Cosa fare:
1) Secondo la biografia di Cristoforo Benigno Crespi, in quale città nacque?
2) Prosegui la biografia di Cristoforo Benigno Crespi dopo l'ultima frase riportata.

Cristoforo Benigno Crespi fu il capostipite di una delle grandi famiglie di industriali milanesi; egli fu anche uno dei primi industriali a essere attivo nel campo del mecenatismo.
Nacque a Busto Arsizio (allora in provincia di Milano) il 18 ott. 1833, primogenito di Antonio e di Maria Provasoli. Compì gli studi nel seminario rosminiano di Ponte Seveso, dal quale però uscì per iscriversi alla facoltà di giurisprudenza dell'università di Pavia. Poco tempo dopo fu costretto a interrompere gli studi universitari e a trovare un modesto impiego. Riuscì comunque a conseguire il diploma di ragioniere, grazie al quale dapprima entrò alle dipendenze di una banca e in seguito fu assunto alla sede di Milano della ditta bustese Turati.

Dati registrati:

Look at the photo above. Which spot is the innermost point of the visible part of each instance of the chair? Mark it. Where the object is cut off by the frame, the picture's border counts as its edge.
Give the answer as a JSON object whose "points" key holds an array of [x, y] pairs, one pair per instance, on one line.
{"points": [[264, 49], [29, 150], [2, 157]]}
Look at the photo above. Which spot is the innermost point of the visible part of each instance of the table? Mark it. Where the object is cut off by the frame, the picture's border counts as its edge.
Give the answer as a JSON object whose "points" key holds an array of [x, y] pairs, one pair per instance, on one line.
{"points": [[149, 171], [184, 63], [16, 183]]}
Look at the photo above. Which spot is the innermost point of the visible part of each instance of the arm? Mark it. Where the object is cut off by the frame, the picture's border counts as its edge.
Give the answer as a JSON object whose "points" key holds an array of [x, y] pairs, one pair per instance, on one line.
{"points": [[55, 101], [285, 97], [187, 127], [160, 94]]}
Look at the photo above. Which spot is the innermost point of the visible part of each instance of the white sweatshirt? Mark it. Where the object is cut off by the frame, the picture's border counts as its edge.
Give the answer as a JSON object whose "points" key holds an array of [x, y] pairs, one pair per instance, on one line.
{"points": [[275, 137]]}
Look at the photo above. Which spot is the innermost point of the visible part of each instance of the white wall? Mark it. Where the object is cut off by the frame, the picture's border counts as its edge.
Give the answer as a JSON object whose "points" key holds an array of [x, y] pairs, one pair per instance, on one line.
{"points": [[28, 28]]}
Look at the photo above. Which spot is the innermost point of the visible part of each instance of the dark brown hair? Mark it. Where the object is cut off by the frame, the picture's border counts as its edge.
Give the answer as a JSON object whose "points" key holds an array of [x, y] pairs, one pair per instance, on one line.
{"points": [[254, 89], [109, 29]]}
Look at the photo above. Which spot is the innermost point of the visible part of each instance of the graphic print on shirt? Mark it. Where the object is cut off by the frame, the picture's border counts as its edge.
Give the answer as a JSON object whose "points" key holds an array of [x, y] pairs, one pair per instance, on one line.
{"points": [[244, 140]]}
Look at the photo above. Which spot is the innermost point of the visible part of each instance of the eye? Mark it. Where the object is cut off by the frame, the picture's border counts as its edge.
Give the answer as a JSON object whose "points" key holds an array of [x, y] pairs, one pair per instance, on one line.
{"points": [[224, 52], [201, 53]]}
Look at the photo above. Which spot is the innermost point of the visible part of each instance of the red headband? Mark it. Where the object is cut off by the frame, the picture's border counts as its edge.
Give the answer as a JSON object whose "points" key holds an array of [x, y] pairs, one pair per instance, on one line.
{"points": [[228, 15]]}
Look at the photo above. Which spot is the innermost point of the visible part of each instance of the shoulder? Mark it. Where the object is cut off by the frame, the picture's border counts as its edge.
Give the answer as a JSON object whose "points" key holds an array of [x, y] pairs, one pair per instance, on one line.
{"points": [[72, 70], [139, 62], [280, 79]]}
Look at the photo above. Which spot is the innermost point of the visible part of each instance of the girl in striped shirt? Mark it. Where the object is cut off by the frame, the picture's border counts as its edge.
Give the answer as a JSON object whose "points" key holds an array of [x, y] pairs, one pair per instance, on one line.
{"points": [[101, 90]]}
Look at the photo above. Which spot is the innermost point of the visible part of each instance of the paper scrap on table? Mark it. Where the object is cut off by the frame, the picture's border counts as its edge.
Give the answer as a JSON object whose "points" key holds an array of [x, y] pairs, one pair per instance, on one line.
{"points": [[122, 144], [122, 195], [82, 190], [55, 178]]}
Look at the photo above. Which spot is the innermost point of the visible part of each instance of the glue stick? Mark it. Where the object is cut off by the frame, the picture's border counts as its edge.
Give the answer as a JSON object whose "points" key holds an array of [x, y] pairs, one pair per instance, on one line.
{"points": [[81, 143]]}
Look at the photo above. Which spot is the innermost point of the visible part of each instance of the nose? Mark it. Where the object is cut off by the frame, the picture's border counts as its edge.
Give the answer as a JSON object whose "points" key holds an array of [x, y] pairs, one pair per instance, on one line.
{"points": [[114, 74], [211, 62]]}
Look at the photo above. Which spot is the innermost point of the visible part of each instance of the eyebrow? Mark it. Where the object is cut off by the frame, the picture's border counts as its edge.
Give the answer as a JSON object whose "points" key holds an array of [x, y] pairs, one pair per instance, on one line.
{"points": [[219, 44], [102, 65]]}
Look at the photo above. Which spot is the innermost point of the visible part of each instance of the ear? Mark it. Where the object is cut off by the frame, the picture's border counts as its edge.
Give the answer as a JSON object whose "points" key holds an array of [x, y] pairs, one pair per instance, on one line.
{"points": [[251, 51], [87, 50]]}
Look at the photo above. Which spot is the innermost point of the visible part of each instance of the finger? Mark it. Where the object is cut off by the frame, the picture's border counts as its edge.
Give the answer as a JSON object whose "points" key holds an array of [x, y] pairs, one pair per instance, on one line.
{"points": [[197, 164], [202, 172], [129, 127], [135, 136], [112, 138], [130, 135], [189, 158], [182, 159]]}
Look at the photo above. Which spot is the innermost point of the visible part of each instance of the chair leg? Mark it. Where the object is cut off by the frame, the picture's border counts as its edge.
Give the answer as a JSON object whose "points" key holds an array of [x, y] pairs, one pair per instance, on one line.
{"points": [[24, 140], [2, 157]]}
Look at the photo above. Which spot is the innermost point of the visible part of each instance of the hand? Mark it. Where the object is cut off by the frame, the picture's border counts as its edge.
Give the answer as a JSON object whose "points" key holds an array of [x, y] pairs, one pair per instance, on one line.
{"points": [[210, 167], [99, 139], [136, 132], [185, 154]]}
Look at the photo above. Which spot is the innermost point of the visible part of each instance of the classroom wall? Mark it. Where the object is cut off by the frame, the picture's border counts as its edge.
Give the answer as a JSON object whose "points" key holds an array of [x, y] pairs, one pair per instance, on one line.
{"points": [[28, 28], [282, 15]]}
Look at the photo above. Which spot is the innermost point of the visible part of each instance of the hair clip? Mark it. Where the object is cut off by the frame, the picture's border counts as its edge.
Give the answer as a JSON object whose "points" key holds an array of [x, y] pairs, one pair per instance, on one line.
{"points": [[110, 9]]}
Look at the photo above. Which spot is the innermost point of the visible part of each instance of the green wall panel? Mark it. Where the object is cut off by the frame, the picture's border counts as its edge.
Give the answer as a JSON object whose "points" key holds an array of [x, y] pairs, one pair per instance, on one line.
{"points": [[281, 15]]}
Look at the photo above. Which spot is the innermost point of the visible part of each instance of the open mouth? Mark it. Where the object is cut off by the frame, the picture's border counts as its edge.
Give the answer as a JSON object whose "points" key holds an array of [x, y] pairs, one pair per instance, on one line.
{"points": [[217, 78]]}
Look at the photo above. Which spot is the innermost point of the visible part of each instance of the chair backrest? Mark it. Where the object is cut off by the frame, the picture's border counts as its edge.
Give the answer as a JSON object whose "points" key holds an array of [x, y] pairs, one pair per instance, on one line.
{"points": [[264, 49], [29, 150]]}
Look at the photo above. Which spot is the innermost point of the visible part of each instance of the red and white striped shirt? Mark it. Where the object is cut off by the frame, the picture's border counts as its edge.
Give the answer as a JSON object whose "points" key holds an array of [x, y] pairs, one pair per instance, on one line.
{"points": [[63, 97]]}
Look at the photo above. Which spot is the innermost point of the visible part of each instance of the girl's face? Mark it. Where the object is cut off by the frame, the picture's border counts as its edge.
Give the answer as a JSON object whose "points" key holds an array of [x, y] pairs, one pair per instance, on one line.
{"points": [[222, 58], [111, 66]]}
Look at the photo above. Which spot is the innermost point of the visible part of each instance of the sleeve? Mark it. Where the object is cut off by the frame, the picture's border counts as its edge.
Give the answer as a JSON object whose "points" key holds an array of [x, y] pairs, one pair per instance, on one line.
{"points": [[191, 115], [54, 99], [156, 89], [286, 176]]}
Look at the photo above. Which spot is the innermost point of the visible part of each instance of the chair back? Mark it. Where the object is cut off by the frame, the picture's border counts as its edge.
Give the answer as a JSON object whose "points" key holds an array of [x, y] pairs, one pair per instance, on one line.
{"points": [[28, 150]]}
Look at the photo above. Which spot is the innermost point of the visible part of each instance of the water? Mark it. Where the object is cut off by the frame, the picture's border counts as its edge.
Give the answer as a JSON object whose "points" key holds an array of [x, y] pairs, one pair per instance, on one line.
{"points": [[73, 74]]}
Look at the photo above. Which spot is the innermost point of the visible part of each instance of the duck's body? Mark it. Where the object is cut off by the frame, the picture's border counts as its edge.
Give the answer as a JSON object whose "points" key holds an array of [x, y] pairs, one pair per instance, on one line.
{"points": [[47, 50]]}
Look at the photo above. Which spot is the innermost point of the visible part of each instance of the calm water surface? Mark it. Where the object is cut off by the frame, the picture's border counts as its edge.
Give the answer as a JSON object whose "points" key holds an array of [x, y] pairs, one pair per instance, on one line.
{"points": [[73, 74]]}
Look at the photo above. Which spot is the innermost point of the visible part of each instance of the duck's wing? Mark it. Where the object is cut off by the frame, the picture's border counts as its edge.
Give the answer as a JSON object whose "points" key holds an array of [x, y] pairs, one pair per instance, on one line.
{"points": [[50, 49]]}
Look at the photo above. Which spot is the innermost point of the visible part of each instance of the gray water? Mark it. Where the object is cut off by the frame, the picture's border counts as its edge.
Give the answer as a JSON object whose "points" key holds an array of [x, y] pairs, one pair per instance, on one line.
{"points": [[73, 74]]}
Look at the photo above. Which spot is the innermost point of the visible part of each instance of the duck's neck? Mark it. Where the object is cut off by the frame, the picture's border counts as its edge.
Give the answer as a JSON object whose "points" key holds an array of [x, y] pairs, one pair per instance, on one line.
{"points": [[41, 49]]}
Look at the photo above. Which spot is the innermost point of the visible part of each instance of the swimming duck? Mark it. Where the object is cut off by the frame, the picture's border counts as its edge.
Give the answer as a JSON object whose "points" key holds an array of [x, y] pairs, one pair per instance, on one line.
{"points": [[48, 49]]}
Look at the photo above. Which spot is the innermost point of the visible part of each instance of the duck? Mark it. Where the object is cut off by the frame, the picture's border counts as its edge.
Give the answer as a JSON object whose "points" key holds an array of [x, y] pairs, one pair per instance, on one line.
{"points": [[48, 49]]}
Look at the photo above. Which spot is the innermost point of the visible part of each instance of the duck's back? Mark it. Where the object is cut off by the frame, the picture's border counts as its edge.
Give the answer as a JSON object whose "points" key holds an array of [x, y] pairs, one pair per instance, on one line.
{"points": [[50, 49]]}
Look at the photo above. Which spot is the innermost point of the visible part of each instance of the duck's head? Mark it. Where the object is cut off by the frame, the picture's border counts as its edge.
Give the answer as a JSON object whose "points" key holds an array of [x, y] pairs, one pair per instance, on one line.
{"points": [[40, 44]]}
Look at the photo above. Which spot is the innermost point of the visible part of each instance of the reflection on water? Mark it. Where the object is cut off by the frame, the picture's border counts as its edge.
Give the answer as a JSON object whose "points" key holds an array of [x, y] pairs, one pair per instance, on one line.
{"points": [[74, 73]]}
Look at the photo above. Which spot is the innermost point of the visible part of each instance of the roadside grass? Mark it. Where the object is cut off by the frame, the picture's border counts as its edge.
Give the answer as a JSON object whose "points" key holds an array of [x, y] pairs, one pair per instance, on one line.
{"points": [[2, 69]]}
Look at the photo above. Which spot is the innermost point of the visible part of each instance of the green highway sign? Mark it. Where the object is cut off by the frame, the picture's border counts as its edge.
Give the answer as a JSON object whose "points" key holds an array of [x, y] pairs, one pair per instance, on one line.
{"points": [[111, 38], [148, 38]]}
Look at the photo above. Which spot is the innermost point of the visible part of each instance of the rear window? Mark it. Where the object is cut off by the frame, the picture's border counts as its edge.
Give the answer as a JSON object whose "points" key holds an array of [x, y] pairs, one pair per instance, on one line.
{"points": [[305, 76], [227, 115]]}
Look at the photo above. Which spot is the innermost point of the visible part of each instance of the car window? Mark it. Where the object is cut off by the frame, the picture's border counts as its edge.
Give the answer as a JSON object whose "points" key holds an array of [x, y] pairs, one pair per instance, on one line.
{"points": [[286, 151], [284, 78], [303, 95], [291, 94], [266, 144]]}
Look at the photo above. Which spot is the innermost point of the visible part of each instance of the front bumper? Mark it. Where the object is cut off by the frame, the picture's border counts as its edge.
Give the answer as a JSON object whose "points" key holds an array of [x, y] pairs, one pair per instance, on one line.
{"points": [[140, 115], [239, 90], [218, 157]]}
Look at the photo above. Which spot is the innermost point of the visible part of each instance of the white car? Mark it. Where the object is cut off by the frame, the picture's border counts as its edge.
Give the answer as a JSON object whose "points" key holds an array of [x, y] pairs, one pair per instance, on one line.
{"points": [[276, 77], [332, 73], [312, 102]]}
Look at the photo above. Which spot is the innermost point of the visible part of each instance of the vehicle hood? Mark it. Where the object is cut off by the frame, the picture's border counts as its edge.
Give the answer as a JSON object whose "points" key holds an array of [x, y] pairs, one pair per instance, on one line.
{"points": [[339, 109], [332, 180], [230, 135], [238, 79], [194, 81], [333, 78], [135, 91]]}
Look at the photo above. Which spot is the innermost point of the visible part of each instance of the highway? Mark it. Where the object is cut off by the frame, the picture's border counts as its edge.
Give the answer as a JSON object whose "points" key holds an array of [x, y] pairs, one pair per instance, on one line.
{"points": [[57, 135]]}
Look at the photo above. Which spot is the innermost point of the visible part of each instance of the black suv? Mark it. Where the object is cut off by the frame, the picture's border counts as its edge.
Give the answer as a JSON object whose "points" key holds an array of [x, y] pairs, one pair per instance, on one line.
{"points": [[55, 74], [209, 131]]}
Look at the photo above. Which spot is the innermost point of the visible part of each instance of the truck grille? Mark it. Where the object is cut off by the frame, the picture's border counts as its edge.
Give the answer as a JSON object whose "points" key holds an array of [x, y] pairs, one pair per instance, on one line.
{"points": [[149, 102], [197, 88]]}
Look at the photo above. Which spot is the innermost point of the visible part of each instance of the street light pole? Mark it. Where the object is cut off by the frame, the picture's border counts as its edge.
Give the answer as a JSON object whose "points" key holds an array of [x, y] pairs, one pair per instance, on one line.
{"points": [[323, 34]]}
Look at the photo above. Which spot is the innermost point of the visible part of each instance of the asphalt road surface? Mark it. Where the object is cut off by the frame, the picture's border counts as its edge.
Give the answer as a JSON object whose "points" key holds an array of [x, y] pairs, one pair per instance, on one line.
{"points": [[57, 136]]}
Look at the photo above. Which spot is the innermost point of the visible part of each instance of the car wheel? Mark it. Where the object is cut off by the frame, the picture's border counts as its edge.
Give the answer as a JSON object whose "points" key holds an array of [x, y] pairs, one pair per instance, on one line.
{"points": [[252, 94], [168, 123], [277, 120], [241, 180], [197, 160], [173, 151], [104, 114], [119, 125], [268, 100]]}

Risposte:
1) A Busto Arsizio, allora in provincia di Milano.

2)
Intorno al 1863 lasciò l'azienda Turati e, disponendo di un modestissimo capitale, si mise in proprio dedicandosi a speculazioni sul cotone greggio. Questa attività gli apportò considerevoli guadagni e mise in luce le sue notevoli capacità di uomo d'affari. Gli fu facile perciò convincere il padre a prendere in affitto nel 1864 lo Stabilimento nazionale Archinto (già Sioli-Dell'Acqua) a Vaprio d'Adda. Intanto apriva a Milano un ufficio di rappresentanza di filati e di tessuti, nel quale entrò anche suo fratello. Tuttavia alla fine del 1865 l'ex stabilimento Archinto venne messo all'asta dai creditori della passata gestione, e fu acquistato dal duca Raimondo Visconti di Modrone.
Privato della fabbrica di Vaprio, Crespi attivò dal 1867, in una ex cartiera di Vigevano, una piccola filatura (circa 5.000 fusi nel 1876) che alla morte del padre (1883) fu assegnata al fratello Giuseppe. Con quest'ultimo, che gli si era affiancato sin dall'inizio nella direzione dello stabilimento di Vigevano, Crespi si era presto trovato in aspro contrasto. Nel 1869-1870 decise perciò di procedere a una nuova iniziativa industriale, fondando a Ghemme (Novara), assieme agli altri fratelli Carlo e Pasquale, un'altra filatura di qualche migliaio di fusi, alla quale furono aggiunti più tardi anche dei telai.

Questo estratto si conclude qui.